■ ABOUT THIS TASK:
Give only the number of lines in the records that include "segment".

■ MATERIAL PROVIDED:

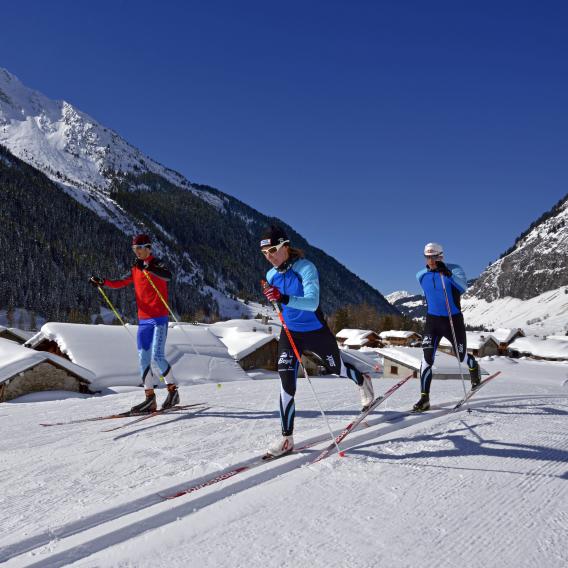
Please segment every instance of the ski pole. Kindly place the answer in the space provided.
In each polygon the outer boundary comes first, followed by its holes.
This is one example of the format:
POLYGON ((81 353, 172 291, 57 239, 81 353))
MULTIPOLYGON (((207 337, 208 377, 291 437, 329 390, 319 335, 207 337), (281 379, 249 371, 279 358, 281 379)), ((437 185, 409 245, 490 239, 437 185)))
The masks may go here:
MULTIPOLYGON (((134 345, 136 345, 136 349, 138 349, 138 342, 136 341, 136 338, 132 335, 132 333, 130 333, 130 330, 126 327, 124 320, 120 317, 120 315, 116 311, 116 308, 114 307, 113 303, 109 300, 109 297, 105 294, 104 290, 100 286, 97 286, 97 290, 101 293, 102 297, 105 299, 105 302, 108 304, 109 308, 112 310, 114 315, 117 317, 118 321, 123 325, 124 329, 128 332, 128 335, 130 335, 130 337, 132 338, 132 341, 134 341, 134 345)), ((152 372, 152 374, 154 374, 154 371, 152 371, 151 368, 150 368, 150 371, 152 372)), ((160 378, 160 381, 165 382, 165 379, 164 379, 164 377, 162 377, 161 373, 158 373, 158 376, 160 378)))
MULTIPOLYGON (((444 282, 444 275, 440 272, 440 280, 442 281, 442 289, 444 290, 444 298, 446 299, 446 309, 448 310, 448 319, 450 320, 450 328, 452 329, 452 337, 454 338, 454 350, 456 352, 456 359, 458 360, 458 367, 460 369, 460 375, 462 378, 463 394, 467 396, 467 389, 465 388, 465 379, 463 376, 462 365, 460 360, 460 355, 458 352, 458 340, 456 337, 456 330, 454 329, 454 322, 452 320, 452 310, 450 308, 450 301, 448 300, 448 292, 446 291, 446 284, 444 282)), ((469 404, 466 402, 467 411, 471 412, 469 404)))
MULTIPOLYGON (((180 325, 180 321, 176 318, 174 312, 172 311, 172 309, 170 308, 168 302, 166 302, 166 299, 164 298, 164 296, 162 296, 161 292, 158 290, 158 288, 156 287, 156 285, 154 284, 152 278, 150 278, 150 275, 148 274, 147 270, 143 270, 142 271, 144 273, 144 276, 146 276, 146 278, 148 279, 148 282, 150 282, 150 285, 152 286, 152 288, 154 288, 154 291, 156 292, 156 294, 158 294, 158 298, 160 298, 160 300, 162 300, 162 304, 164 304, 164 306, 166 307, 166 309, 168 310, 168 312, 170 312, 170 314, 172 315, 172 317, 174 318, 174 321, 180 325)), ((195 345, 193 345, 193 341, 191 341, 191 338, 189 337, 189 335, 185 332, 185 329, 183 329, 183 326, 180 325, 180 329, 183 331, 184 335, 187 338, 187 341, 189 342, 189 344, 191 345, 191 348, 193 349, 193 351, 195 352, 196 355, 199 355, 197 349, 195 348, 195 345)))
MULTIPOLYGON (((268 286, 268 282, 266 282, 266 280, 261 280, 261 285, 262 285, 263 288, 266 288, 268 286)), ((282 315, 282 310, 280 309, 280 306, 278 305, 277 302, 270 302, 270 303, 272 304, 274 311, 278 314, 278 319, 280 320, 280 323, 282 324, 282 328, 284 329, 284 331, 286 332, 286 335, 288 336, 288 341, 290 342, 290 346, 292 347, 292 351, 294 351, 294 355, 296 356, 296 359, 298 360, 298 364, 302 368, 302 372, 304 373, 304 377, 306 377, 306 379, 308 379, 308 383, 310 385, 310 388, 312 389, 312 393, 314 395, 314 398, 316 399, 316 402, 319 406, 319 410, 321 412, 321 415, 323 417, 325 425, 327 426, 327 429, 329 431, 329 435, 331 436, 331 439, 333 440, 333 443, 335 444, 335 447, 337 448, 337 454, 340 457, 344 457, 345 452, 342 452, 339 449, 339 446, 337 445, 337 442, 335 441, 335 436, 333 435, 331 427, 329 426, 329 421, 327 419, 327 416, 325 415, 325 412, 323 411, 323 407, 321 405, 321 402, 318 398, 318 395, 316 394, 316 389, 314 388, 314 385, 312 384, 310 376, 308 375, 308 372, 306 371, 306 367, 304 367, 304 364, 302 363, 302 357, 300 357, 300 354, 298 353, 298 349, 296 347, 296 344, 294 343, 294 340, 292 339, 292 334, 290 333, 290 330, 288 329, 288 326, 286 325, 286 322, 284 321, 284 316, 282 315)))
...
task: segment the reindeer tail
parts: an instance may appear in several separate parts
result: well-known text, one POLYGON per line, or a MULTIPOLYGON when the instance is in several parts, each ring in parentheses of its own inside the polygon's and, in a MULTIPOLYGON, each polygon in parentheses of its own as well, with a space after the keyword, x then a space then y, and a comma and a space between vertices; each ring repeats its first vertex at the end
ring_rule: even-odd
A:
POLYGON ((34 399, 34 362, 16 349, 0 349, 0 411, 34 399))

■ ANSWER SPACE:
2